• **WHAT TO DO**
Can you write out the lines below, starting from the first one and continuing up to and including the line with "pixel 677 65"? Leave the pictures out.

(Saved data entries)
<<<<
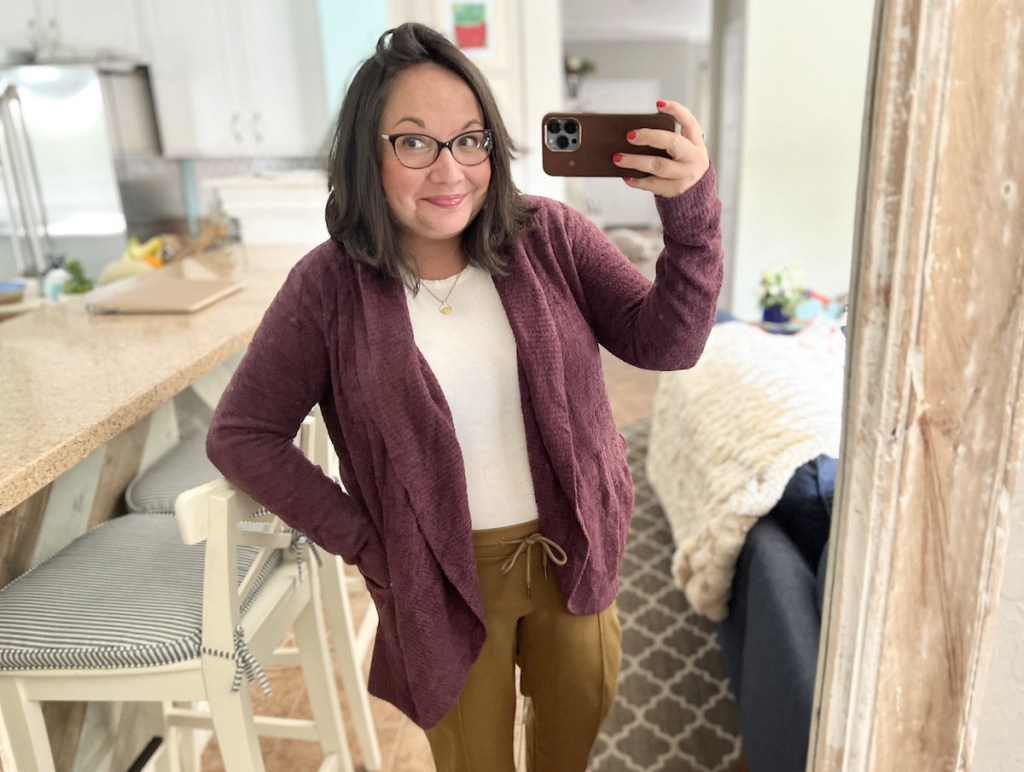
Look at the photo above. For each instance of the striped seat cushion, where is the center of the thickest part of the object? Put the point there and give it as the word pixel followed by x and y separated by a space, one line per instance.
pixel 181 468
pixel 126 594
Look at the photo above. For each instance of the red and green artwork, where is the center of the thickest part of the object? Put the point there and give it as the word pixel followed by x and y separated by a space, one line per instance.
pixel 470 25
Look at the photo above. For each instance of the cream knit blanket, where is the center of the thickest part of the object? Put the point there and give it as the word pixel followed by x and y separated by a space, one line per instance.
pixel 727 435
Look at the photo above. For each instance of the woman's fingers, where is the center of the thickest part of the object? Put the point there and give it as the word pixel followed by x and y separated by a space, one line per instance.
pixel 687 122
pixel 687 157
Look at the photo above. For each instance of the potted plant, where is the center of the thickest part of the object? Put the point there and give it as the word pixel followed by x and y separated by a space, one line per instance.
pixel 781 292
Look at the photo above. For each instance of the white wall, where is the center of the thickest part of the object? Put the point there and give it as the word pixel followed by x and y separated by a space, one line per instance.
pixel 804 77
pixel 677 65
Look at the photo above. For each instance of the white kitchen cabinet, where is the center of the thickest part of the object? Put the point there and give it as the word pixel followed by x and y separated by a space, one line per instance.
pixel 238 78
pixel 61 30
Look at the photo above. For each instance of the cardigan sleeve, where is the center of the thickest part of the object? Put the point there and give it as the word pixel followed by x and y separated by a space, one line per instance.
pixel 665 325
pixel 283 375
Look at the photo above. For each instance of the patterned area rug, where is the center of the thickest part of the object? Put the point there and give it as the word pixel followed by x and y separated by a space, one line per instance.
pixel 675 712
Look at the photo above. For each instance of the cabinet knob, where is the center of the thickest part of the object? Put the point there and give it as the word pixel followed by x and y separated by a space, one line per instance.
pixel 237 128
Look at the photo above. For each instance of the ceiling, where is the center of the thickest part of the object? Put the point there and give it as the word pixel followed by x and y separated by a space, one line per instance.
pixel 636 19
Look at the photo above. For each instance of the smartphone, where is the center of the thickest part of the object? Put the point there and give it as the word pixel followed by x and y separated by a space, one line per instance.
pixel 581 144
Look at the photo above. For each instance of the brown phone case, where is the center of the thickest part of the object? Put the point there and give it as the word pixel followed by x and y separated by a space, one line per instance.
pixel 600 136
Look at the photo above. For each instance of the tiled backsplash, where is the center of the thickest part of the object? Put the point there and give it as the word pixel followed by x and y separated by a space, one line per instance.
pixel 155 199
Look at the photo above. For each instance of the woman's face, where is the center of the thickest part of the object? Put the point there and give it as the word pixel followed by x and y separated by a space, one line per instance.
pixel 432 205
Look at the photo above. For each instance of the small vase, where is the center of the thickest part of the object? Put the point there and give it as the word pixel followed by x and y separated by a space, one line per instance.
pixel 775 314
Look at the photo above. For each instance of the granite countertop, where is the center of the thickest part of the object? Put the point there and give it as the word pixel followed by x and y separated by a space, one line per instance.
pixel 70 381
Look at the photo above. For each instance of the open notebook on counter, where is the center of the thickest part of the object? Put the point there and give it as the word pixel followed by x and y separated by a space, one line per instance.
pixel 161 295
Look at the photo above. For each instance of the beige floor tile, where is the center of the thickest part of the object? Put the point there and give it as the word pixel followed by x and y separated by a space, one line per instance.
pixel 413 752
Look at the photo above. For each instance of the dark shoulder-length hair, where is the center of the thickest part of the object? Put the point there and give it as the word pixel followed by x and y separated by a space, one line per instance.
pixel 357 213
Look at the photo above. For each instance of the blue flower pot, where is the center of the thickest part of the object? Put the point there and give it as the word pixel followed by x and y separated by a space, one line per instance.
pixel 775 314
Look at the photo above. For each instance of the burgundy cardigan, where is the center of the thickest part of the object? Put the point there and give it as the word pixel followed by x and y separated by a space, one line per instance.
pixel 338 334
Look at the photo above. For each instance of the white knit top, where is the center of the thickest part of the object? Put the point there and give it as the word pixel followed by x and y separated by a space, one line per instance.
pixel 472 352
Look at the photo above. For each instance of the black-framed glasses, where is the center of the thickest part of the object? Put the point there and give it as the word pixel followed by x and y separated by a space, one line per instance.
pixel 420 151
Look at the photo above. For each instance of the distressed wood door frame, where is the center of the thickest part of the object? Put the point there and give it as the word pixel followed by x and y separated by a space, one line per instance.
pixel 934 414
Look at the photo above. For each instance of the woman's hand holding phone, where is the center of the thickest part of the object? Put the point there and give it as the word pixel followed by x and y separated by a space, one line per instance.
pixel 687 160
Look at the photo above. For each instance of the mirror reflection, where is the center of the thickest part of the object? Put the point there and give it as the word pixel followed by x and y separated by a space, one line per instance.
pixel 220 151
pixel 738 455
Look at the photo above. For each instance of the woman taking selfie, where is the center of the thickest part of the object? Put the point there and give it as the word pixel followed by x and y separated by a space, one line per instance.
pixel 450 332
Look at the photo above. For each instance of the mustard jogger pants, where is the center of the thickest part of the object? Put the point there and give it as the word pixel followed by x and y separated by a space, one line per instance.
pixel 568 667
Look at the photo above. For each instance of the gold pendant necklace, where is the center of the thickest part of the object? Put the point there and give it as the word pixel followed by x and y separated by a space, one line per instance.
pixel 444 307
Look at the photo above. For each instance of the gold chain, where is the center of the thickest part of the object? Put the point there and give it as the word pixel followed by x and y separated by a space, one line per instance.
pixel 444 307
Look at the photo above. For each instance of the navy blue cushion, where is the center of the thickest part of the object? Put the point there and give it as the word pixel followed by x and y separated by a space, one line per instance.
pixel 804 512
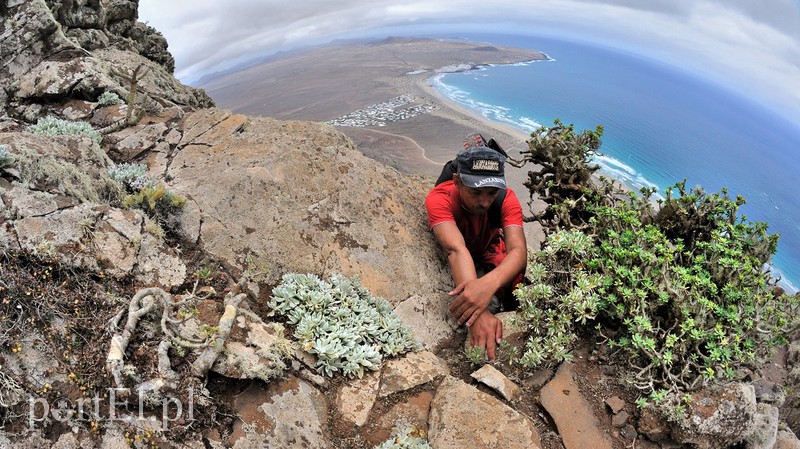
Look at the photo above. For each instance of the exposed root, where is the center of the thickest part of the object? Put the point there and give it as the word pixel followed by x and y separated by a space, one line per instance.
pixel 151 299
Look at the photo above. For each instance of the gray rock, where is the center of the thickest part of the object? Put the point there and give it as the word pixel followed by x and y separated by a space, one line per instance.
pixel 291 414
pixel 355 399
pixel 413 369
pixel 765 429
pixel 463 416
pixel 494 379
pixel 243 176
pixel 254 350
pixel 718 418
pixel 572 413
pixel 786 439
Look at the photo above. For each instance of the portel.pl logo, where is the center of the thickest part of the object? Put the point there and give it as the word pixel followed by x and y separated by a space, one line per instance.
pixel 113 407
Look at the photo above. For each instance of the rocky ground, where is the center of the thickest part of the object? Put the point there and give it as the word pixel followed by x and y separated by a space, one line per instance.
pixel 101 297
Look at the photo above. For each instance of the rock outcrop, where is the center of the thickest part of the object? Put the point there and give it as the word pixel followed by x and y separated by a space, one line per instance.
pixel 57 53
pixel 263 198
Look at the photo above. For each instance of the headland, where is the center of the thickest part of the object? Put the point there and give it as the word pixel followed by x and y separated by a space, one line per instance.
pixel 378 94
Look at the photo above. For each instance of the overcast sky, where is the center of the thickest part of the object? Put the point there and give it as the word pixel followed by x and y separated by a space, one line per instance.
pixel 747 44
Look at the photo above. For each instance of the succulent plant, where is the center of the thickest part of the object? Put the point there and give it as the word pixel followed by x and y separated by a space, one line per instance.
pixel 338 320
pixel 51 126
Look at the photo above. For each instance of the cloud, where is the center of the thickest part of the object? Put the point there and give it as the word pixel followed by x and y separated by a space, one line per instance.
pixel 752 45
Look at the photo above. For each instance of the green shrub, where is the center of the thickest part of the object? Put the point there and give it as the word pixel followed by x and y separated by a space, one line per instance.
pixel 154 199
pixel 340 322
pixel 108 98
pixel 679 291
pixel 51 126
pixel 132 176
pixel 403 439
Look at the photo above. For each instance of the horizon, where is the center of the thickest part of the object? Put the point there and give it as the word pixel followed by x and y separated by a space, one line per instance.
pixel 721 43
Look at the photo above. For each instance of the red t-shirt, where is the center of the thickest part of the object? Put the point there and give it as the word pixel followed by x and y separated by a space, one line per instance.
pixel 444 205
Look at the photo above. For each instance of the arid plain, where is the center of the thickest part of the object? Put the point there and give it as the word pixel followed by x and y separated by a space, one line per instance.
pixel 329 82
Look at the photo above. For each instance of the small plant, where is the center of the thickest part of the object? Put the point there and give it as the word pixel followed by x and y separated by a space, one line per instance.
pixel 154 198
pixel 476 355
pixel 108 98
pixel 204 273
pixel 682 292
pixel 404 439
pixel 132 176
pixel 51 126
pixel 348 329
pixel 6 157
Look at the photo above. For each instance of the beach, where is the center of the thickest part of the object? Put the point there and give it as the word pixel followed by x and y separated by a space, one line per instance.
pixel 333 81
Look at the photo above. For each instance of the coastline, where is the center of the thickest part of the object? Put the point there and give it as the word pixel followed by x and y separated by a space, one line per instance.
pixel 447 103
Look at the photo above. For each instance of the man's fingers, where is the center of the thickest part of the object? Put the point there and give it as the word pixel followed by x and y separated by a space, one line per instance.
pixel 457 291
pixel 473 315
pixel 490 344
pixel 499 331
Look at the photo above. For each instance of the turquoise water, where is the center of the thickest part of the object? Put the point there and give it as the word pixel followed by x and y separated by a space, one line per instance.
pixel 661 125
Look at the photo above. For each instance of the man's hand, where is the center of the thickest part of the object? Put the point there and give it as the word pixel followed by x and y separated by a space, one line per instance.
pixel 472 299
pixel 487 332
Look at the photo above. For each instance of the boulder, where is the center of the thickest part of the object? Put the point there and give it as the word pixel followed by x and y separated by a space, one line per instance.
pixel 572 413
pixel 351 215
pixel 463 416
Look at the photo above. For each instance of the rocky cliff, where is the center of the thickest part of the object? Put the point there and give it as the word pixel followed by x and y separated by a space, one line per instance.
pixel 111 294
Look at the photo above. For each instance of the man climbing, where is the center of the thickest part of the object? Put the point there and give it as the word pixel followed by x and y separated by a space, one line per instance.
pixel 485 243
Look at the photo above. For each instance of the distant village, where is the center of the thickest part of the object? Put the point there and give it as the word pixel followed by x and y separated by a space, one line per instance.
pixel 381 114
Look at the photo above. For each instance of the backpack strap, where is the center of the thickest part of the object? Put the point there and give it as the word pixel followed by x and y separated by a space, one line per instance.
pixel 495 216
pixel 450 168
>>>>
• **COMPLETE RESPONSE**
Look at the photo above. For each instance of the striped seat cushion, where is the center of the thickest part of the object? Put the point there and give it as the word pixel followed by x and y separated by a space, one line per instance.
pixel 181 468
pixel 126 594
Look at the photo above. For each instance of the red and green artwork, where is the center of the thickest part of the object? Put the point there and give it as the word pixel followed by x and y separated by a space, one line per instance.
pixel 470 25
Look at the photo above. For each instance of the cream knit blanket, where is the center of the thickest part of the object? Put the point there and give it as the word pixel followed by x and y separated by a space, one line per instance.
pixel 727 435
Look at the photo above. For each instance of the woman's fingers, where is the center of the thickest part of the object? Put the point there and give it as the word pixel followed by x and y separated by a space, one line per instance.
pixel 687 122
pixel 687 157
Look at the photo above. For each instance of the potted plant, where is the center of the thickest part of the object? Put the point there and give it as the word pixel followed by x and y separated by a space, one line per instance.
pixel 781 292
Look at the photo above. For each instance of the white wall, where is the center of the thickest part of the object? Put the point there and give it as the word pixel followed by x and y separated by a space, one line per instance.
pixel 804 77
pixel 677 65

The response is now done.